- Stated task A -
According to the Bridg interview, in which city is the company based?

- Extract -
If you're a bricks-and-mortar retailer, looking for information on your customers, it's often very tough to figure out who's coming in the door. Those retailers look over at the online world, and wish they had the same kinds of tools that e-commerce retailers had to help them improve their business. How do they solve that problem? Los Angeles-based Bridg (www.bridg.com), led by CEO and founder Amit Jain, has created a solution which it's been offering to those offline retailers for several years now. The startup is backed by Morpheus Ventures, NextEquity Partners, Visa, and March Capital. We caught up with Amit to hear how things are going.

For a reminder to our readers who haven't been following Bridg, explain again what you do?

Amit Jain: Bridg is a customer data platform and marketing technology for offline retailers. Our mission is to make offline customer data accessible and actionable for offline retailers. If you are in the e-commerce business, you can see people logging into your website, and you can use cookies to track them and know everything about them. You can retarget them, remarket to them, and gain a remarkable amount of intelligence about those customers. However, if you're an offline retailer, say someone like Subway, you have all of these customers walking into your store, and you have no way to really know them, no customer CRM, no way to understand those customers, and no way to retarget them. Brig is a customer data platform for offline retailers. Any offline retailer can sign up for Brig, and they can get a database of everyone who has visited their stores in the last five years or so. We have every single transaction, line-by-line, of customers from their stores. All of those customers in the CRM are retargetable, and measurable. We tie into the point-of-sale systems, so we can track every campaign and purchase, and provide powerful offline data for these brands.

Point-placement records
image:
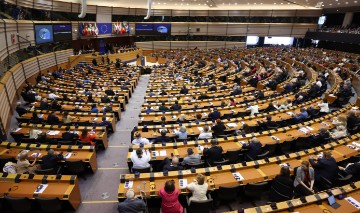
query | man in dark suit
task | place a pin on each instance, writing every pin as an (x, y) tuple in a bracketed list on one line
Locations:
[(68, 136), (214, 153), (325, 167), (163, 137), (44, 105), (171, 165), (50, 161), (176, 106), (53, 119), (352, 121), (20, 109), (322, 137), (254, 148), (105, 99), (184, 90), (109, 92), (215, 114)]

- Stated task B -
Reproduce the point placement records above line for line, leaving out the pictures.

- Written answer A -
Los Angeles

- Written answer B -
image:
query | man in dark suit
task | place a pin on each instance, writing every pin as an (x, y) tuple in a bracketed list on one line
Locations:
[(68, 136), (214, 153), (325, 167), (163, 137), (44, 105), (171, 165), (50, 161), (176, 106), (53, 119), (352, 121), (20, 109), (322, 137), (254, 148), (105, 99), (184, 90), (109, 92), (215, 114)]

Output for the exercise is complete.